▸ **Material supplied**:
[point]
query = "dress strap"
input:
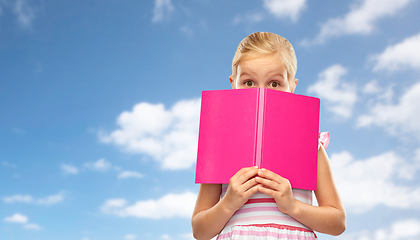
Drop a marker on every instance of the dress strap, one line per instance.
(324, 139)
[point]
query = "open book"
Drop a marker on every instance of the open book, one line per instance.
(258, 127)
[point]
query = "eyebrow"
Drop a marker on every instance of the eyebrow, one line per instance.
(269, 73)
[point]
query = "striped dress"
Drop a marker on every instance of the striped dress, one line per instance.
(260, 219)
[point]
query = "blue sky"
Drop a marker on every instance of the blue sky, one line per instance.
(99, 104)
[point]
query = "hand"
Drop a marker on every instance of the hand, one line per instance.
(241, 188)
(278, 188)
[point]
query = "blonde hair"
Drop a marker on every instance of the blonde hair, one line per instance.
(265, 43)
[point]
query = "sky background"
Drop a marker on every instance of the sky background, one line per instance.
(99, 109)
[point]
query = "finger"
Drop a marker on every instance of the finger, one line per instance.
(268, 183)
(267, 174)
(249, 184)
(251, 191)
(242, 171)
(267, 191)
(249, 173)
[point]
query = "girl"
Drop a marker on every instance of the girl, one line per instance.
(257, 203)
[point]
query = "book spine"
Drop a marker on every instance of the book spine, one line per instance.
(260, 125)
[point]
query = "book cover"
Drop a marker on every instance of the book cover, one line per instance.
(258, 127)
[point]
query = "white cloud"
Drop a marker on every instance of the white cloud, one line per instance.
(32, 226)
(49, 200)
(360, 20)
(17, 218)
(18, 198)
(69, 169)
(249, 18)
(397, 119)
(129, 174)
(130, 236)
(162, 10)
(53, 199)
(371, 182)
(100, 165)
(339, 96)
(400, 56)
(165, 237)
(24, 13)
(406, 229)
(170, 205)
(168, 136)
(285, 8)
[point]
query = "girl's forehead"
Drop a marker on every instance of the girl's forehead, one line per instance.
(261, 62)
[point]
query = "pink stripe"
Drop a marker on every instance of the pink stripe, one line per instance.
(302, 195)
(285, 218)
(260, 122)
(260, 200)
(255, 209)
(292, 232)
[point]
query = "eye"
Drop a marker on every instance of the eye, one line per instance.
(249, 83)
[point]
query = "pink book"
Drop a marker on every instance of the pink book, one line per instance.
(258, 127)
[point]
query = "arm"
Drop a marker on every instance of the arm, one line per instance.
(329, 217)
(210, 215)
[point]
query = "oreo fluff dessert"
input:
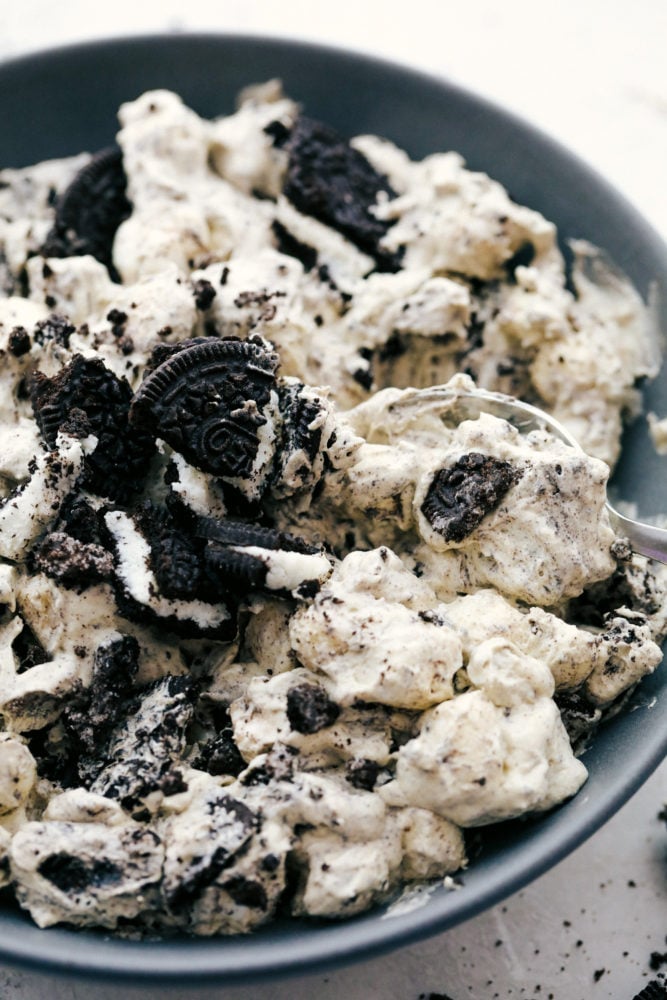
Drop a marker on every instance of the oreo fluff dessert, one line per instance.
(278, 627)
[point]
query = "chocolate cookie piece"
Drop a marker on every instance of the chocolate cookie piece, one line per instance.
(80, 520)
(330, 180)
(309, 708)
(176, 559)
(242, 557)
(580, 717)
(228, 825)
(90, 716)
(54, 328)
(119, 463)
(72, 875)
(19, 342)
(212, 402)
(90, 210)
(220, 755)
(301, 434)
(461, 495)
(138, 596)
(362, 773)
(145, 744)
(71, 562)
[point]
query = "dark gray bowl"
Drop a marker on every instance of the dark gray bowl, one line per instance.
(61, 102)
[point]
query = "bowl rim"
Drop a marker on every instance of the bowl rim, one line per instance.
(302, 950)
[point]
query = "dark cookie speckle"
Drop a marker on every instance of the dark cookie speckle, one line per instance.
(310, 709)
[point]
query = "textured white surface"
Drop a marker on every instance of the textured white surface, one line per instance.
(593, 75)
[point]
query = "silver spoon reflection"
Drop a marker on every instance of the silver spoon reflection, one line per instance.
(467, 404)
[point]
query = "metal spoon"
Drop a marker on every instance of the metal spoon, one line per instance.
(646, 539)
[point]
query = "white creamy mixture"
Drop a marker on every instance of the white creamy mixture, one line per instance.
(278, 625)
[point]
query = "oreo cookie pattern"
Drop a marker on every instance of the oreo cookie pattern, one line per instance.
(261, 588)
(215, 402)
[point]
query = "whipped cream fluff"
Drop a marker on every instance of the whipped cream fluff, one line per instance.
(280, 623)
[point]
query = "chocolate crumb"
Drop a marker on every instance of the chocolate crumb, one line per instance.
(310, 709)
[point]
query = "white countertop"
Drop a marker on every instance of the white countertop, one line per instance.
(594, 75)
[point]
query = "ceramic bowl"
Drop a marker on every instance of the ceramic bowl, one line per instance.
(61, 102)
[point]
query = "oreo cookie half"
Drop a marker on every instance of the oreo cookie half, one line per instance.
(242, 557)
(90, 210)
(215, 402)
(330, 180)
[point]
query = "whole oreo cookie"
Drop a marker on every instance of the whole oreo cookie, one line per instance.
(90, 210)
(330, 180)
(460, 496)
(214, 403)
(88, 392)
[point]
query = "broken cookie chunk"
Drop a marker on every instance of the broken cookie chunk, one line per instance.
(330, 180)
(460, 496)
(90, 211)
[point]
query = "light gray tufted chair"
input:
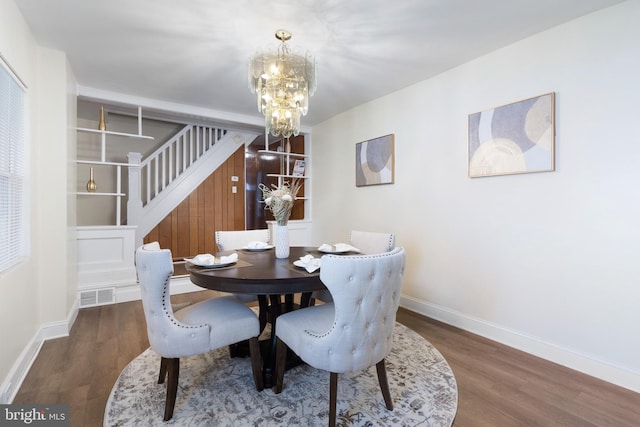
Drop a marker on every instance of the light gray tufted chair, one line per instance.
(369, 243)
(372, 243)
(353, 332)
(196, 329)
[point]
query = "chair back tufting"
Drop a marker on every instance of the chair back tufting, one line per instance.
(366, 295)
(167, 336)
(372, 243)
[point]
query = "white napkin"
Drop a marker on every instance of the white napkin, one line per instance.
(203, 259)
(229, 258)
(257, 245)
(208, 259)
(338, 247)
(310, 263)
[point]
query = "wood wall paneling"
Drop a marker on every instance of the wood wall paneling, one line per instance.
(189, 229)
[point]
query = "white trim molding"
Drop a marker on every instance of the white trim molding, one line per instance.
(529, 344)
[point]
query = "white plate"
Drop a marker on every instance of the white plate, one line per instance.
(266, 248)
(210, 265)
(302, 265)
(333, 252)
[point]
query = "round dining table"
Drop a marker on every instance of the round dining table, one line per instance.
(275, 282)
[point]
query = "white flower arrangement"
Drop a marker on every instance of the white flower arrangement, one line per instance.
(279, 200)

▸ **Prompt**: Reprint the listing above exactly, without images.

▸ **Exercise solution**:
[point]
query = "dress strap"
input:
Drop a marker on every instance of the dress strap, one line per instance.
(324, 139)
[point]
query = "open book"
Drop a marker on every instance of the open book, one line per instance.
(258, 127)
[point]
query = "eyebrow"
Drop a marker on every instance of the eyebrow, one line per instance.
(269, 73)
[point]
query = "striped dress"
Drop a marker on every instance of the striped dress, one line per instance.
(260, 219)
[point]
query = "blue sky"
Drop a marker on every instance of the blue sky, one line per instance.
(99, 104)
[point]
query = "hand"
Drop a marker on every instance of the hand, one line per instance.
(241, 188)
(278, 188)
[point]
query = "blonde hair"
Drop a marker on every instance of the blonde hair, one line per instance.
(265, 43)
[point]
query = "sky background"
Drop a marker on every instance of the sky background, one line per instance.
(99, 109)
[point]
query = "finger"
Drop a marker on every instance of the finger, one line per instance.
(268, 183)
(267, 174)
(249, 184)
(251, 191)
(242, 171)
(267, 191)
(249, 173)
[point]
query = "girl"
Drop a marker on every instance of the girl, one line per instance.
(257, 203)
[point]
query = "book spine"
Drop a marker on every instance of the book spine, one line per instance.
(260, 125)
[point]
query = "book cover"
Drop a marker on every instance of the book cover, one line per instance.
(258, 127)
[point]
query = "white cloud"
Drop a marker on every instance of the white cloud, one line per instance.
(32, 226)
(49, 200)
(360, 20)
(17, 218)
(18, 198)
(69, 169)
(249, 18)
(397, 119)
(129, 174)
(130, 236)
(162, 10)
(53, 199)
(371, 182)
(100, 165)
(339, 96)
(400, 56)
(165, 237)
(24, 13)
(406, 229)
(170, 205)
(168, 136)
(285, 8)
[point]
query = "girl's forehead"
Drop a marker on every instance of the girl's forehead, one line per instance.
(261, 62)
[point]
query = "pink stripe"
Drop a marker on every instance of the pink stripe, one line per instance.
(302, 195)
(285, 218)
(260, 122)
(260, 200)
(255, 209)
(292, 232)
[point]
query = "eye"
Drop a marker on every instance of the eye, one line per instance.
(249, 83)
[point]
query = "pink book"
Drop a marker on every instance of the pink book, one line per instance.
(258, 127)
[point]
query = "arm"
Drop a marker on every instance of the arm, one line per instance.
(329, 217)
(210, 215)
[point]
query = "oreo fluff dessert"
input:
Drop a marker on every instance of the oreo fluff dessert, one line per instance.
(278, 627)
[point]
query = "chocolate cookie piece"
Drop a marker on every instance of the chocolate cookie piece, one line per instance.
(80, 520)
(330, 180)
(309, 708)
(176, 559)
(242, 557)
(580, 717)
(228, 825)
(90, 716)
(54, 328)
(119, 463)
(72, 875)
(19, 342)
(212, 402)
(90, 210)
(220, 755)
(301, 434)
(461, 495)
(138, 596)
(362, 773)
(145, 744)
(71, 562)
[point]
query = "dark gray bowl"
Drop a marker on every instance of the dark gray bowl, one line per instance.
(61, 102)
[point]
query = "bowl rim"
Drop a marker on every instance of the bowl rim, one line per instance.
(302, 950)
[point]
query = "dark cookie speckle"
Drop a marker on every instance of the dark cookie speckle, one line per instance.
(310, 709)
[point]
query = "textured white surface"
Drop a marker on every instance of the textured white surface, one line per instance.
(593, 75)
[point]
query = "silver spoon reflection"
Drop a marker on every instance of the silver spoon reflection, one line per instance.
(467, 404)
[point]
query = "metal spoon"
Drop a marker on every instance of the metal spoon, one line per instance.
(646, 539)
[point]
query = "white creamy mixture"
Drop a marker on every instance of the white creamy mixture, one line per instance.
(278, 625)
[point]
query = "oreo cookie pattern"
Drop a marker on every instance of the oreo cookie pattern, one line per instance.
(261, 588)
(215, 402)
[point]
query = "whipped cream fluff"
Drop a marker on every instance of the whipped cream fluff, one line per instance.
(280, 623)
[point]
query = "chocolate crumb"
Drop a marker on every instance of the chocolate crumb, one line per instance.
(310, 709)
[point]
query = "white countertop"
Drop a marker on every instance of the white countertop, one line per instance.
(594, 75)
[point]
query = "ceramic bowl"
Drop a marker on every instance of the ceramic bowl, one line per instance.
(61, 102)
[point]
query = "oreo cookie half"
Drop a marker on every instance of the oreo cookie half, one line per instance.
(242, 557)
(90, 210)
(215, 402)
(330, 180)
[point]
query = "whole oreo cookie"
Drop a marker on every instance of the whole oreo cookie, one line per instance.
(90, 210)
(330, 180)
(460, 496)
(214, 403)
(88, 392)
[point]
query = "broken cookie chunk"
Drop a marker on every instance of the broken cookie chunk, one line per instance.
(330, 180)
(460, 496)
(90, 211)
[point]
query = "light gray tufted chair"
input:
Drop a marker on every instance of the light gray tufted chair, one line per instance.
(369, 243)
(372, 243)
(353, 332)
(196, 329)
[point]
query = "chair back tufting"
Drop a marker on every instance of the chair back tufting, one line per instance.
(366, 295)
(167, 336)
(372, 243)
[point]
query = "white napkin"
Drop a marker on every instance of the white napkin, one line per instance.
(203, 259)
(229, 258)
(257, 245)
(208, 259)
(338, 247)
(310, 263)
[point]
query = "wood wall paneling"
Drop a marker on every instance of the wood wall paneling, one line per instance.
(189, 229)
[point]
query = "white trim molding"
Drop a marker on every instance of the white trim molding, one line per instance.
(529, 344)
[point]
query = "white plate"
Drop a marker on every instance of the white plate, one line per instance.
(266, 248)
(210, 265)
(302, 265)
(333, 252)
[point]
query = "round dining table"
Drop a marker on every instance of the round dining table, one line per instance.
(275, 282)
[point]
query = "white flower arrangement"
Drop a marker on every instance of the white flower arrangement, one line per instance.
(279, 200)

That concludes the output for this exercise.